**What is needed:** Write out the entries exactly, leaving out every picture.

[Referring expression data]
------------------------------------------------------------------------

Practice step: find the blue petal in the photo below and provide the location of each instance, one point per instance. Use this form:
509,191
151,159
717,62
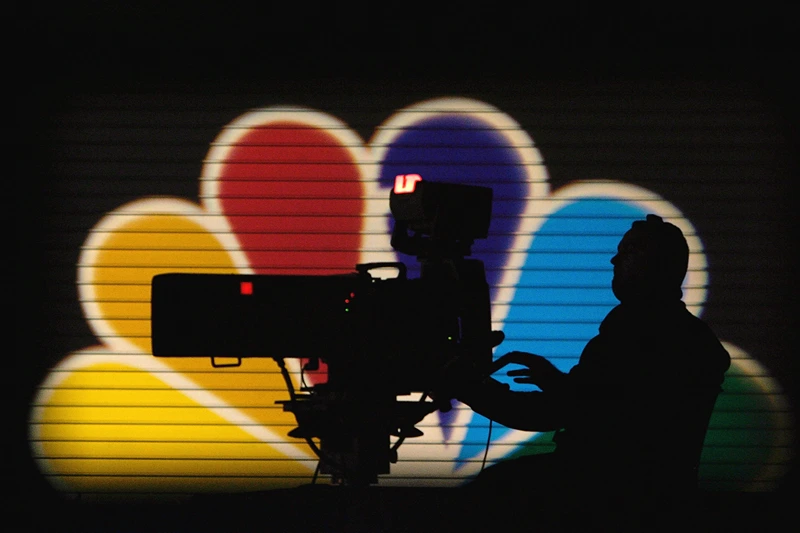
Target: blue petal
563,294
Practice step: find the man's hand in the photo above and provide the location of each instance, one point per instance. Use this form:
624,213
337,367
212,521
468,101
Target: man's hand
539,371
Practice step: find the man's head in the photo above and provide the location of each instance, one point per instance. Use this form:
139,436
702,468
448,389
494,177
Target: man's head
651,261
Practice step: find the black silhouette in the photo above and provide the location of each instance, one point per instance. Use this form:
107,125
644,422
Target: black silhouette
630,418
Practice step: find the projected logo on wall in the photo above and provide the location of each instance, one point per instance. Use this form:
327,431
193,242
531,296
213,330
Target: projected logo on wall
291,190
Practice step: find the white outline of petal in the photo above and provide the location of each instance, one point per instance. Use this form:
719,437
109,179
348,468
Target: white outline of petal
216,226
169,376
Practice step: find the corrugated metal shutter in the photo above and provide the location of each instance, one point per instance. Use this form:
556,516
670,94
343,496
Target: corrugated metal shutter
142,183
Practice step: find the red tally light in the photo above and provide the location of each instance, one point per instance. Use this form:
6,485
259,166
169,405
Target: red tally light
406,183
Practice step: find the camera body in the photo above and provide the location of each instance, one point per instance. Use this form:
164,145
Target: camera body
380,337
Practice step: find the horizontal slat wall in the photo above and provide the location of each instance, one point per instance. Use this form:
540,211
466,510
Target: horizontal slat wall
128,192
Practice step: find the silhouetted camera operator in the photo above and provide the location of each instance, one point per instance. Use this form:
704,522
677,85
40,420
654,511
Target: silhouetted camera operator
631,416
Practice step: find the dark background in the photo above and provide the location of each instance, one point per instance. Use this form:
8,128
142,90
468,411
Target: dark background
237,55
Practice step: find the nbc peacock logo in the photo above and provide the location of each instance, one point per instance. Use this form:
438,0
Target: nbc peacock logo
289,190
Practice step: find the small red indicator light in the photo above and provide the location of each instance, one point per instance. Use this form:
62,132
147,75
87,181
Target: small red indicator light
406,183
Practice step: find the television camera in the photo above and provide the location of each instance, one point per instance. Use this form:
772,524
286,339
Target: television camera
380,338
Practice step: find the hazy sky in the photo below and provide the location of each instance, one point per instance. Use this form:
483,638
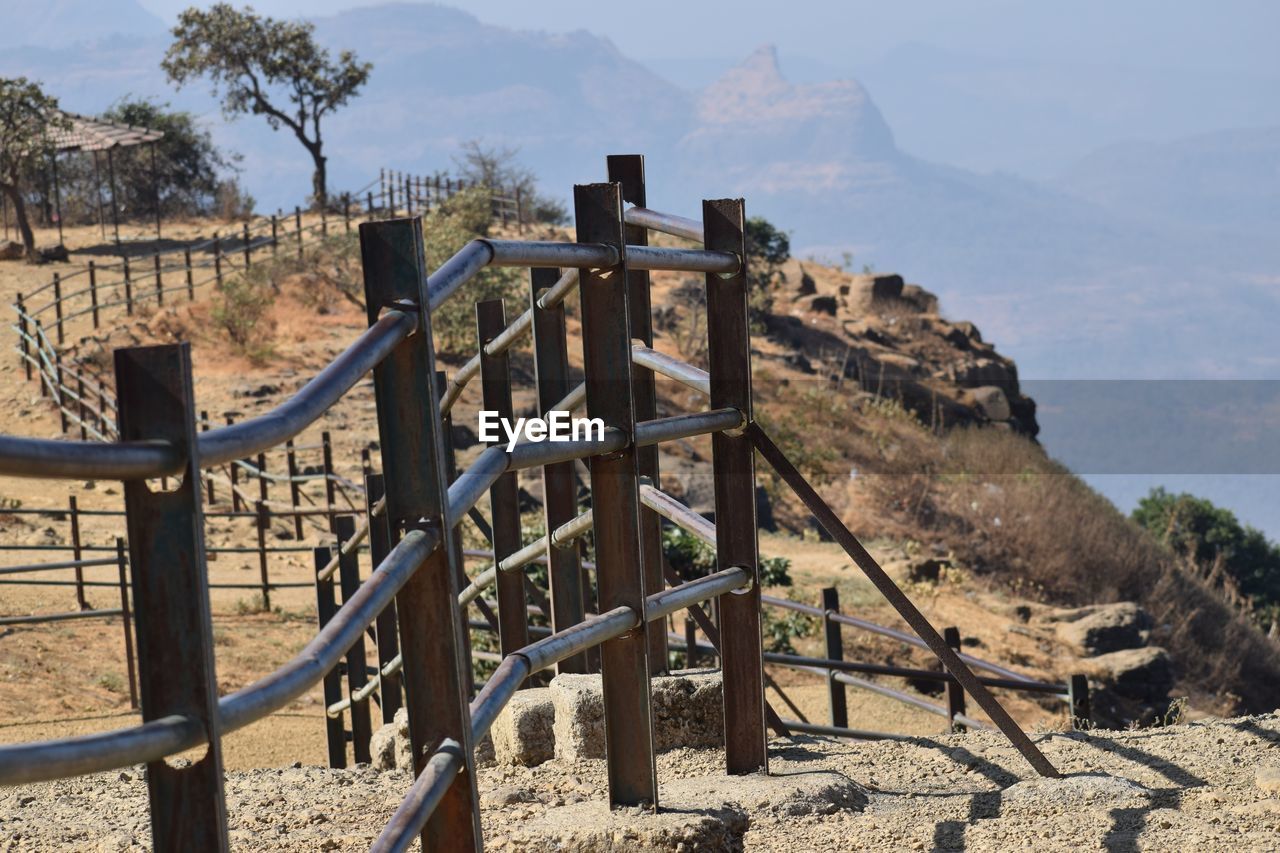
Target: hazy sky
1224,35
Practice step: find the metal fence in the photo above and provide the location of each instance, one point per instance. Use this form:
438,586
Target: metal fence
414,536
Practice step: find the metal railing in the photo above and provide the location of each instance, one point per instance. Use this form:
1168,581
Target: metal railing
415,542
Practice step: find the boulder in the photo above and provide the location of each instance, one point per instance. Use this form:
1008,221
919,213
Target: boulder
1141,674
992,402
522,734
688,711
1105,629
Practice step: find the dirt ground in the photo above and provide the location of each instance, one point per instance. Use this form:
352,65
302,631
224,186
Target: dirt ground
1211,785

------------------------------------------------------------------------

**Response to this exercise:**
Practice step: find the blue petal in the photo below and provide the location of each instance, one point per instance. Use this form:
509,191
151,159
717,62
Target: blue petal
563,294
Practice step: find the man's hand in the photo above and provide the location of each instance, one point per instance. Use this form:
624,213
337,367
212,521
468,101
Target: man's hand
539,371
Practice step: find the man's head in the photo above and provide the location of each instance, one point per instance. Use this form:
139,436
702,468
448,389
494,177
Target: man's head
651,261
Practice step: find the black silhouette in the photo above and provide the location of each instance, one point per instance. Use this form:
107,125
644,422
Target: black silhouette
630,418
Practice step: find the projected logo on wall in the photo above and provide the location of each instance, one point per instance. Use this form:
327,431
193,242
531,296
213,330
Target: projected logo on wall
291,190
Practice step: find the white outline of petal in the photo above and provide the location of each instance, one point per instance. Use this form:
719,437
109,179
348,468
Target: white outline of petal
216,226
169,376
Practice step: find the corrugated metal shutter in the photo above and provide the location of each instance, one point per instance. Use this form:
556,516
670,94
343,496
Target: corrugated metal shutter
142,183
Practice step: find the red tally light in the photo above and provide the location of each instance, one point per instance. Use this form:
6,485
259,166
169,405
Target: red tally light
406,183
Practice step: find the camera body in the photo above and provide the location of each instance, one point per instance. Use this form:
164,145
Target: camera body
380,337
Practice step: find the horizontal slat wall in the photo above and provide the location of each instance, one point per instance. Use this form:
540,211
466,510
Target: horizontal slat wall
128,192
Practice step: find the silhouetted camera operator in the photo above and provide the location of each instance, one point per instance. Use this form:
704,522
677,85
40,420
654,511
Target: silhouetted camera operator
631,416
Practice step: find the dark background in the photo above and provide the location of each instance, one point per instance. Use this form:
8,128
142,90
468,411
Target: dark background
237,55
Practice step: find the nbc peacock logo in the photo above and provide the location of each instance, one point per instance. Use this form:
438,0
Target: nbc peacock logo
289,190
Practice step: find the small red indicator light in the photo above and provide the location of each instance, one point per instance. Use this form:
62,132
147,75
87,181
Target: small red indicator light
406,183
Practice step: find the television camera in the photo above and provide the location of each instance, one point per instance. Use this form:
772,524
286,339
Target: television camera
380,338
Practice step: find the hazy sky in the photo below and provide the location of each instance, one point per instance. Use this form:
483,638
Target: hazy sky
1224,35
Practice step: find the metal fence in the photo above and provide the location of each instance, one point per instance. Use this form:
438,586
Target: metal fence
414,536
Practice step: find the metal railing in the photo above and provide the location of each instance, one point per instance. Use this form:
1168,581
Target: metal railing
415,542
Practice step: find the boulder in the photo above and provide the location of each instance, one point per instance. Use this form:
1008,221
919,213
Target: boulder
1141,674
992,402
522,734
688,711
1105,629
Practice step: find the dirt ground in the photo above and provide the location of each instance, one point per instance. Use this form:
352,65
302,631
224,186
Target: dirt ground
1211,785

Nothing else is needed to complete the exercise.